Short exercise
Copy the synthetic data generation guide below word for word, from its title line to its final line.

Excerpted passage
Synthetic Data Generation¶
This guide covers generating synthetic training data for Free Transformer experiments and prototyping.
Overview¶
Synthetic data generation enables: - Fast prototyping: Test models without large datasets - Controlled experiments: Known data properties for analysis - Ablation studies: Isolate specific model behaviors - Development: Quick iteration during model development
Quick Start¶
Using Makefile¶
# Generate large synthetic dataset
make generate-data
# Generate small dataset for testing
make generate-data-small
Using Python Script¶
# Basic usage
python examples/generate_data.py --output-dir data/synthetic
# Custom parameters
python examples/generate_data.py \
--output-dir data/custom \
--vocab-size 5000 \
--seq-length 256 \
--num-train 10000 \
--num-val 1000 \
--seed 42
Data Generation Types¶
1. Random Token Sequences¶
Simple random sequences for basic testing:
from free_transformer.synthetic_data import generate_random_sequences
data = generate_random_sequences(
vocab_size=1000,
seq_length=128,
num_samples=5000,
seed=42
)
Use cases: - Model architecture testing - Memory usage profiling - Basic training pipeline validation
2. Pattern-Based Sequences¶
Sequences with embedded patterns for coherence testing:
from free_transformer.synthetic_data import generate_pattern_sequences
data = generate_pattern_sequences(
vocab_size=1000,
seq_length=256,
num_samples=10000,
pattern_types=['repetition', 'alternation', 'progression'],
pattern_probability=0.3,
seed=42
)

Rows from a point annotation set
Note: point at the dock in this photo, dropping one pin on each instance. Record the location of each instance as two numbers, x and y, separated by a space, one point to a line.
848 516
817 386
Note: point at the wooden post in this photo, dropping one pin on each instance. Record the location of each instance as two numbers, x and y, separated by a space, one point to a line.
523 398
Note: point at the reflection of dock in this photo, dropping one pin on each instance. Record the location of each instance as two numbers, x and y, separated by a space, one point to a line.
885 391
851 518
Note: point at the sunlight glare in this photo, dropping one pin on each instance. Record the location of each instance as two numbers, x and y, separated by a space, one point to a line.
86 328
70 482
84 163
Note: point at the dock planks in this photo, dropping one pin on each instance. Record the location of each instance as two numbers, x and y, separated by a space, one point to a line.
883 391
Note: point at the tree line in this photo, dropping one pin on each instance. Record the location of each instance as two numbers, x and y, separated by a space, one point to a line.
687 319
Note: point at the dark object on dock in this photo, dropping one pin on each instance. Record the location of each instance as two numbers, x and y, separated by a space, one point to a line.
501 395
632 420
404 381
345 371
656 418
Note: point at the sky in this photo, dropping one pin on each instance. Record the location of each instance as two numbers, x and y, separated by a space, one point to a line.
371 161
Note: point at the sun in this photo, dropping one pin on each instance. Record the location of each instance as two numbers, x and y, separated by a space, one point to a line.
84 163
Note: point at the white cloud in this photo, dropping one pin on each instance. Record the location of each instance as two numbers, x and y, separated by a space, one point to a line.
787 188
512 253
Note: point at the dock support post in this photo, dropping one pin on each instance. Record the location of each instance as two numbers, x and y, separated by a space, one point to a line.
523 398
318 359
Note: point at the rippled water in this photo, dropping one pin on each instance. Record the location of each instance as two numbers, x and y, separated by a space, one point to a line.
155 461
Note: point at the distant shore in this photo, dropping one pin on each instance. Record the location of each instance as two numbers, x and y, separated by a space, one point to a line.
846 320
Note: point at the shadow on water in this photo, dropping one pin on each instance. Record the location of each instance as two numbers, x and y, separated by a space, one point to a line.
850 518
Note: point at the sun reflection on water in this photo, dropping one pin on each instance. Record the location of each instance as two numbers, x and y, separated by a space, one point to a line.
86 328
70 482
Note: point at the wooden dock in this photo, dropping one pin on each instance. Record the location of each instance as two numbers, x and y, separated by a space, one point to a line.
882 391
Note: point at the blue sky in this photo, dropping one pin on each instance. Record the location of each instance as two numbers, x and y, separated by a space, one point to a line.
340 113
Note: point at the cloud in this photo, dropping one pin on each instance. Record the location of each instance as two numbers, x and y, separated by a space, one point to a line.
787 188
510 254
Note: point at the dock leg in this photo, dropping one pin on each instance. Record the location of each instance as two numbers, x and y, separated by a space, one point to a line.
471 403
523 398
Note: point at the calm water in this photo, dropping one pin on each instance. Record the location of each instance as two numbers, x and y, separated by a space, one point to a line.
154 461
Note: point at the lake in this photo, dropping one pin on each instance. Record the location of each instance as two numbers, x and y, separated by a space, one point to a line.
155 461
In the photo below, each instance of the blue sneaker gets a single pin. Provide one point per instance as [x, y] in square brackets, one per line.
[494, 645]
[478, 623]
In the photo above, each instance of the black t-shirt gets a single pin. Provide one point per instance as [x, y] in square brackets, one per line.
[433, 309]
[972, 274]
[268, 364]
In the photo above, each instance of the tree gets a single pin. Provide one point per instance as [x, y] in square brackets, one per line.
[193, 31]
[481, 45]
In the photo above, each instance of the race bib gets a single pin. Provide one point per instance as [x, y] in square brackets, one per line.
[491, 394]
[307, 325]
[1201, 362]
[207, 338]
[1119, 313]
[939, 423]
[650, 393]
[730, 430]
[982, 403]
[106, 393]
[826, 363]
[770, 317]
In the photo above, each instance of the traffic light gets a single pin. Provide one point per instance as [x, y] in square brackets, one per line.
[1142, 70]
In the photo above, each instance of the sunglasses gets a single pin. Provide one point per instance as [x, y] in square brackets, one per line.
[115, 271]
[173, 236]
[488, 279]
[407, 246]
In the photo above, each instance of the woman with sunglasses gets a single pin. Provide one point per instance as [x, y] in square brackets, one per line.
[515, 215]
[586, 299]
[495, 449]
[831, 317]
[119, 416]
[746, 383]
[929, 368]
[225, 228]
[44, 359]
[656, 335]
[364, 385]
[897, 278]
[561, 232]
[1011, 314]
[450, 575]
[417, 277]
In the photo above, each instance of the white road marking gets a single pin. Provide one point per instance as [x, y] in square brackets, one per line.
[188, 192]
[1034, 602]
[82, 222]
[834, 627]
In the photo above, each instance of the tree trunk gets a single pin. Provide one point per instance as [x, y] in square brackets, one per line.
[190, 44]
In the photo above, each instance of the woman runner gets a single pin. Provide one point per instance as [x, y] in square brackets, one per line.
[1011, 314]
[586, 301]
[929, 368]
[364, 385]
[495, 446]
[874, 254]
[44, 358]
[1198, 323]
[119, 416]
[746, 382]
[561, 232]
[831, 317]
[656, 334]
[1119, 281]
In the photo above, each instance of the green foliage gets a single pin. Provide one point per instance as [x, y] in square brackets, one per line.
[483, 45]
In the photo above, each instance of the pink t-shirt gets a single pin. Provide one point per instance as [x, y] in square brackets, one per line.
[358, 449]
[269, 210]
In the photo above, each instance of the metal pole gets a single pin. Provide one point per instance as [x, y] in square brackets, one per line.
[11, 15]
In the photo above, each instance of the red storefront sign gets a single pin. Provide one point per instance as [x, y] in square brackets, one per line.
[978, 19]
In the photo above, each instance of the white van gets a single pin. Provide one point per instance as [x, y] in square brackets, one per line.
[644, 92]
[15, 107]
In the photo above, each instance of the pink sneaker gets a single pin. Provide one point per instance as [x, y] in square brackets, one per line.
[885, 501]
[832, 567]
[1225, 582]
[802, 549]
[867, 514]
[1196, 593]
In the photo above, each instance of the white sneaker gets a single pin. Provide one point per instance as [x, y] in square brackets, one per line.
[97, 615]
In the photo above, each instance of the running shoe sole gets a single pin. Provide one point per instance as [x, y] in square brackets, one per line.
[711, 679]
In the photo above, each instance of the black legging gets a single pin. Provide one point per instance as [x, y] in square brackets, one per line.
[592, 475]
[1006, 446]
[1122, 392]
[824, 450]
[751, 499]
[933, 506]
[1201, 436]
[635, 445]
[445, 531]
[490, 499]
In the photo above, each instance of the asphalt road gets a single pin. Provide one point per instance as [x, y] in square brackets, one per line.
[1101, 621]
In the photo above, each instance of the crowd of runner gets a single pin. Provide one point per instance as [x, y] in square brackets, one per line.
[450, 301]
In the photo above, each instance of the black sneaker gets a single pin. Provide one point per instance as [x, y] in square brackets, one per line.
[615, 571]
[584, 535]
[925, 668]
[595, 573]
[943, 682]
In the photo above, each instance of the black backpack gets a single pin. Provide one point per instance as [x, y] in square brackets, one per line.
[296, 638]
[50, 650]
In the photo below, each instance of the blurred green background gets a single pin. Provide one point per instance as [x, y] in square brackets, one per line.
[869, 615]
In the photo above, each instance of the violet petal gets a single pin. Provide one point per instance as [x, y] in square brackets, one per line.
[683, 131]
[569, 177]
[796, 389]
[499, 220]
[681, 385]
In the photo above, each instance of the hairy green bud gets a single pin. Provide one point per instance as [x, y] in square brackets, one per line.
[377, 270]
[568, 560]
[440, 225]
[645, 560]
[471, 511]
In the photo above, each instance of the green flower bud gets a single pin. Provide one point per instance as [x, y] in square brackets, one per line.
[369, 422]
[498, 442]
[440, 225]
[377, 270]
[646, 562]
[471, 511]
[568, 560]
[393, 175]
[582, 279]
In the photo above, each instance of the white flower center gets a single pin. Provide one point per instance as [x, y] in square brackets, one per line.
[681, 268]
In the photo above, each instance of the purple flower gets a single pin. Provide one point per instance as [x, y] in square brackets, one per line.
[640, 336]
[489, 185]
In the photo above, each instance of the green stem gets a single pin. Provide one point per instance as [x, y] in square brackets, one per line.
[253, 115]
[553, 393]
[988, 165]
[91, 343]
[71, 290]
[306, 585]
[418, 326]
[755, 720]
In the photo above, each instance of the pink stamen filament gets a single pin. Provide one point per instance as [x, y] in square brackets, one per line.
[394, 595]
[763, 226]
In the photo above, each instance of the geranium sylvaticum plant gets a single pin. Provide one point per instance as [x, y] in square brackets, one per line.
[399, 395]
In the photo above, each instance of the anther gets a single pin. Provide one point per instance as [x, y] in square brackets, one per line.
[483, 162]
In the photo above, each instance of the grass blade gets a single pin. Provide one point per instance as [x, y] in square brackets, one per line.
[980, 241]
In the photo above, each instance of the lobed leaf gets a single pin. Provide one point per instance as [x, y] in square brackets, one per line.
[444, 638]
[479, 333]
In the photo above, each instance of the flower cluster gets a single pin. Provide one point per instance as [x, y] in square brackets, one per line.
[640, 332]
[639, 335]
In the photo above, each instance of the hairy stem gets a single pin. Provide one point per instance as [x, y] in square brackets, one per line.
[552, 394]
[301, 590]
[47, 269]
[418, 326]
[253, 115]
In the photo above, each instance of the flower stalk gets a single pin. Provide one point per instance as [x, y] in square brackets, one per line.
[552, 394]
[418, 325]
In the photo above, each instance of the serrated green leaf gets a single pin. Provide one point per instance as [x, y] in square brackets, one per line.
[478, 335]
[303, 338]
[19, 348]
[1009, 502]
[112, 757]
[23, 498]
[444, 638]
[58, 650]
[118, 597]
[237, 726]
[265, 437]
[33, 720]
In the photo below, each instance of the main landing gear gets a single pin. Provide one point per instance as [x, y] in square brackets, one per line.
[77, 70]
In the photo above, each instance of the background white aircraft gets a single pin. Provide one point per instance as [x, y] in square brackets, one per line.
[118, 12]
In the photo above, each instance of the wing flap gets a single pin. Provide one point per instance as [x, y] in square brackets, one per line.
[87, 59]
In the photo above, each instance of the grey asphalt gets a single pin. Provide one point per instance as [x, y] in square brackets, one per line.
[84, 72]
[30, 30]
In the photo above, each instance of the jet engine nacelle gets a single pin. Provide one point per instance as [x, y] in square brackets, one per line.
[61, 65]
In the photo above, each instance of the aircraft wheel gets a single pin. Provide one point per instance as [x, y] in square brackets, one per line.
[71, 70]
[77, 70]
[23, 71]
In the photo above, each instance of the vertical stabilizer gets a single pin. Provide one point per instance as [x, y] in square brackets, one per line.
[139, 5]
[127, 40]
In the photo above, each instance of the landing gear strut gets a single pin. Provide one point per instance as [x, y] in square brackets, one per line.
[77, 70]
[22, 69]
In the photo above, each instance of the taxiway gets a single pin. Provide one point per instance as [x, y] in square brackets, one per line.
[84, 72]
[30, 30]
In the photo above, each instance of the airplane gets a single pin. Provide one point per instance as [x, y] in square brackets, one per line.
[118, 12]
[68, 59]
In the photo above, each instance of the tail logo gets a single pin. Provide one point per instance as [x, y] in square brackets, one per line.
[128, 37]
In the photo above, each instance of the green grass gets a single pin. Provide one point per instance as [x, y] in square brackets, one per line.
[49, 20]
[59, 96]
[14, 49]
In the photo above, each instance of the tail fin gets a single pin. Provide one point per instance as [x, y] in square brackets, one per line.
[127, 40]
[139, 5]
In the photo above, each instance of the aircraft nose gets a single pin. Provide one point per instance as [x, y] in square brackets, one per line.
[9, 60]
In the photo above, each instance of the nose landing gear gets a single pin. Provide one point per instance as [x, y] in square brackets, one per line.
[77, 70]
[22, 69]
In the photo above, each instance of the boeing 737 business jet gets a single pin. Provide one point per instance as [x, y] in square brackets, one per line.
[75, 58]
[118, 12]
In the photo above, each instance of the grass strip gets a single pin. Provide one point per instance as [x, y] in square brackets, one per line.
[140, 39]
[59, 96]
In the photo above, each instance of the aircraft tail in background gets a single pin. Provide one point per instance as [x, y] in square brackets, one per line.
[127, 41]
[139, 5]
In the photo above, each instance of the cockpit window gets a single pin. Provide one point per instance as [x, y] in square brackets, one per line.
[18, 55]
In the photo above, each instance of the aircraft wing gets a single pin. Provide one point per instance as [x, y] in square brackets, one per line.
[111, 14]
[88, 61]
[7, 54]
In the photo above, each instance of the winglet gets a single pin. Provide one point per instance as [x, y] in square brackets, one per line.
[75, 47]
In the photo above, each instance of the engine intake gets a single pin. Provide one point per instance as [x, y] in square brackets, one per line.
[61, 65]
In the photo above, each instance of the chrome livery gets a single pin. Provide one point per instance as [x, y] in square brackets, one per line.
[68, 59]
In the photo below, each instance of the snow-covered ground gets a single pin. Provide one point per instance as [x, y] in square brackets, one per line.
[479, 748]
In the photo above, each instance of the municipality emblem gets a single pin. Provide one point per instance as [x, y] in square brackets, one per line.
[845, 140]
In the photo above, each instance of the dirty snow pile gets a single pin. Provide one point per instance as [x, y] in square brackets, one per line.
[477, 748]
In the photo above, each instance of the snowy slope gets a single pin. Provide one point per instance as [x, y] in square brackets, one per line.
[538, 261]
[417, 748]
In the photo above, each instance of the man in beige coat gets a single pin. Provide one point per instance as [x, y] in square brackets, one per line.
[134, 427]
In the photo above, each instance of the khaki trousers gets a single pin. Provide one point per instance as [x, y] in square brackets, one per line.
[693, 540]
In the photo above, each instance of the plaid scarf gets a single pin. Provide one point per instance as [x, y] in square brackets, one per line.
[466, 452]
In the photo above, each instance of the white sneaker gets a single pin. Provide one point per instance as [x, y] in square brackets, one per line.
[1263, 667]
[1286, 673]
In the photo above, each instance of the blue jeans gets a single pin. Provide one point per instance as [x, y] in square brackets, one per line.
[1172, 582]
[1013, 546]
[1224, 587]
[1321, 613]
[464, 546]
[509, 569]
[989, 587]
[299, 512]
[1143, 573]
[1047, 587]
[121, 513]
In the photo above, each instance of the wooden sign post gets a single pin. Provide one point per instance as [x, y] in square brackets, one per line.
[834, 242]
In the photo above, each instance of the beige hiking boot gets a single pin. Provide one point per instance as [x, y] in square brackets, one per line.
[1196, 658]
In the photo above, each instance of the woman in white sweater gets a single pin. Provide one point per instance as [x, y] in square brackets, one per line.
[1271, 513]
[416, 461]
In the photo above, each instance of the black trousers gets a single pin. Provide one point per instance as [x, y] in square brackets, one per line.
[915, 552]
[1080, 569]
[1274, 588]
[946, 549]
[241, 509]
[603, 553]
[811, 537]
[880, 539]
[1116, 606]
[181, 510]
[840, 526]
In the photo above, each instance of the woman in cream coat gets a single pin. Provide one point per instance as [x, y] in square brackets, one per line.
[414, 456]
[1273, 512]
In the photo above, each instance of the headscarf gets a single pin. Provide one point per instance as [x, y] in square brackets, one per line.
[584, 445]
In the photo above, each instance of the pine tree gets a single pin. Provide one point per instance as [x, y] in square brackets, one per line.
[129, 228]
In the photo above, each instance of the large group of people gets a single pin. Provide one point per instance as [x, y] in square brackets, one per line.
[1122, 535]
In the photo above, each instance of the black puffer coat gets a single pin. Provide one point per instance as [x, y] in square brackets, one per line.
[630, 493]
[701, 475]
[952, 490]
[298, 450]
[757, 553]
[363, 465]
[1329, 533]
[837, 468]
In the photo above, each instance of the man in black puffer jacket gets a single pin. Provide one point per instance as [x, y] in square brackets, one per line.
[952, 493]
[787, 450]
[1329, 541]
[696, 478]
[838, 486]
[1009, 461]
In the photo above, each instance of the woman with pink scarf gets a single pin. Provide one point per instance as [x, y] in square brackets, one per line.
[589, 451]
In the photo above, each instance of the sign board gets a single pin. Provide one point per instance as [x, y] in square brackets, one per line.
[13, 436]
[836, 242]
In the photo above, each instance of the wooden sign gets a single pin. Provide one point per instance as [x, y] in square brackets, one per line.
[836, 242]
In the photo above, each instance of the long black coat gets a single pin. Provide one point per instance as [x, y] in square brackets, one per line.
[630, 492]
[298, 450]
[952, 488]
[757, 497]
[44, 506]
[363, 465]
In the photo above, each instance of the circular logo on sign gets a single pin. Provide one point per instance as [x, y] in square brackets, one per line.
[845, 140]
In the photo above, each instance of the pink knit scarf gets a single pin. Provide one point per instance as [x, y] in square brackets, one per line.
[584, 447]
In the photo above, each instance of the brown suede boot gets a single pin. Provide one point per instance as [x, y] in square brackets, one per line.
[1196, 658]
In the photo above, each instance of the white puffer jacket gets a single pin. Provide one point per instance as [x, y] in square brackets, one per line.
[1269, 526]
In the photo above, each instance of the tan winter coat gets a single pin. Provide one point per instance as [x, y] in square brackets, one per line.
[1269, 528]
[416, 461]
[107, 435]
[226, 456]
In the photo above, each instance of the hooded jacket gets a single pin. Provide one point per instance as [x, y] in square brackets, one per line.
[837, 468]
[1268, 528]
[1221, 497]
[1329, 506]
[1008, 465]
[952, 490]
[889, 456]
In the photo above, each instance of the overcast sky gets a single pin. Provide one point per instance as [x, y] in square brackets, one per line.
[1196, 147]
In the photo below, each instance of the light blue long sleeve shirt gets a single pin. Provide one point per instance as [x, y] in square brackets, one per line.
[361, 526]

Full response
Synthetic Data Generation¶
This guide covers generating synthetic training data for Free Transformer experiments and prototyping.
Overview¶
Synthetic data generation enables: - Fast prototyping: Test models without large datasets - Controlled experiments: Known data properties for analysis - Ablation studies: Isolate specific model behaviors - Development: Quick iteration during model development
Quick Start¶
Using Makefile¶
# Generate large synthetic dataset
make generate-data
# Generate small dataset for testing
make generate-data-small
Using Python Script¶
# Basic usage
python examples/generate_data.py --output-dir data/synthetic
# Custom parameters
python examples/generate_data.py \
--output-dir data/custom \
--vocab-size 5000 \
--seq-length 256 \
--num-train 10000 \
--num-val 1000 \
--seed 42
Data Generation Types¶
1. Random Token Sequences¶
Simple random sequences for basic testing:
from free_transformer.synthetic_data import generate_random_sequences
data = generate_random_sequences(
vocab_size=1000,
seq_length=128,
num_samples=5000,
seed=42
)
Use cases: - Model architecture testing - Memory usage profiling - Basic training pipeline validation
2. Pattern-Based Sequences¶
Sequences with embedded patterns for coherence testing:
from free_transformer.synthetic_data import generate_pattern_sequences
data = generate_pattern_sequences(
vocab_size=1000,
seq_length=256,
num_samples=10000,
pattern_types=['repetition', 'alternation', 'progression'],
pattern_probability=0.3,
seed=42
)